======== Données de l'exercice ========

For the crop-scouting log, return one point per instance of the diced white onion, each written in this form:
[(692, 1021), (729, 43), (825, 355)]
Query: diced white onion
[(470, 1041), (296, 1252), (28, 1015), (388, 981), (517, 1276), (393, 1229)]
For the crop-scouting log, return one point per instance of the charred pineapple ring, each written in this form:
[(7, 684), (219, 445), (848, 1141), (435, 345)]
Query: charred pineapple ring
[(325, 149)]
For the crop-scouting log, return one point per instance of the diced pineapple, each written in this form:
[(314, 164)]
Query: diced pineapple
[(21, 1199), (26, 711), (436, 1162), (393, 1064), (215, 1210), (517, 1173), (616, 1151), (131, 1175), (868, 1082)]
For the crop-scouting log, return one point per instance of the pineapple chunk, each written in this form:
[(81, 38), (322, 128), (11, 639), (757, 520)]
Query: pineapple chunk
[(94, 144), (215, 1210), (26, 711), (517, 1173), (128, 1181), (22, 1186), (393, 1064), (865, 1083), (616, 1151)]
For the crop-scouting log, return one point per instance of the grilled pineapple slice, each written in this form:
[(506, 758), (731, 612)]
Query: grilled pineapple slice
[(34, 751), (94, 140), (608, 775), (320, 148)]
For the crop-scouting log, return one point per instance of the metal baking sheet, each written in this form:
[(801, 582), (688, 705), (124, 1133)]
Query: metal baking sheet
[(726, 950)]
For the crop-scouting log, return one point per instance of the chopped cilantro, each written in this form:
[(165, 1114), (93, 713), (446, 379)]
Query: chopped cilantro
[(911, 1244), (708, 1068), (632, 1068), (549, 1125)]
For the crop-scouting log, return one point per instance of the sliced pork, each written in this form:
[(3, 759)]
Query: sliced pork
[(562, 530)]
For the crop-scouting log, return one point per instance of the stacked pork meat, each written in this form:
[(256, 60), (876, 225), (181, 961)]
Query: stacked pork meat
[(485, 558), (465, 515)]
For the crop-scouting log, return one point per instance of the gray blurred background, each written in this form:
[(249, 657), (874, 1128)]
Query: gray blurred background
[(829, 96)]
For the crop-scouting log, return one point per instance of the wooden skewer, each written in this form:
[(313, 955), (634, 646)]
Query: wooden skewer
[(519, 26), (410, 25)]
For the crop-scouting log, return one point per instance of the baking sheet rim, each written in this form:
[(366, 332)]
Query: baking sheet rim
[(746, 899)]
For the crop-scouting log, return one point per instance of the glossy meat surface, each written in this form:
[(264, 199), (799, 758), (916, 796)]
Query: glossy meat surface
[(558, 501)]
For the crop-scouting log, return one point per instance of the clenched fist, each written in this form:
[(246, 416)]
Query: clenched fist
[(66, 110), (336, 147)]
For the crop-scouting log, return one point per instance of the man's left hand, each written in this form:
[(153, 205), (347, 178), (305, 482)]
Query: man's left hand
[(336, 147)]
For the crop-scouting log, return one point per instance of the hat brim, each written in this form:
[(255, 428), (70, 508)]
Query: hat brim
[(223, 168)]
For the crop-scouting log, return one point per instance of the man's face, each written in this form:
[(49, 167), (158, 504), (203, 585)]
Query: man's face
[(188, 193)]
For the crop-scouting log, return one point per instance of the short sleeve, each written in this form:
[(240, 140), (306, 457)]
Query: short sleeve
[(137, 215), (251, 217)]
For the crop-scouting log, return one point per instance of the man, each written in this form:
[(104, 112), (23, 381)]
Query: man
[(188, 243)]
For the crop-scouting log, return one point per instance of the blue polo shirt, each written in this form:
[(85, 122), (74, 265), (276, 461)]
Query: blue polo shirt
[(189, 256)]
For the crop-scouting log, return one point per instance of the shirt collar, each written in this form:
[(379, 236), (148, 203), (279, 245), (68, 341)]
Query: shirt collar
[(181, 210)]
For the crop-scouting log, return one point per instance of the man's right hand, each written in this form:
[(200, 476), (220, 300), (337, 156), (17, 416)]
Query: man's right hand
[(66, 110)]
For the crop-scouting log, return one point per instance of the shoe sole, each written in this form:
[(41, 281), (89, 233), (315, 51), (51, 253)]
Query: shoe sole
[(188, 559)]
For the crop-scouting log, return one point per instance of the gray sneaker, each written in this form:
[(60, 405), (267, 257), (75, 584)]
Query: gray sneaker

========

• _Votre consigne_: Recopiez les lignes en commençant par celle qui contient "hat brim, each" et en terminant par celle qui contient "[(188, 243)]", toutes deux incluses. Conservez chaque ligne intégralement, mais ajoutez 108 à chaque coordonnée figurant dans les réponses.

• _Résultat obtenu_:
For the crop-scouting log, return one point per instance of the hat brim, each written in this form:
[(255, 428), (70, 508)]
Query: hat brim
[(331, 276)]
For the crop-scouting log, return one point per instance of the man's face, each written in this form:
[(49, 167), (158, 504), (203, 585)]
Query: man's face
[(296, 301)]
For the crop-scouting log, return one point per instance of the short sleeve, each written in this form:
[(240, 140), (306, 457)]
Query: short sleeve
[(245, 323), (359, 325)]
For the crop-scouting log, return one point per instance of the man, each written in this form:
[(104, 112), (23, 381)]
Query: man
[(296, 351)]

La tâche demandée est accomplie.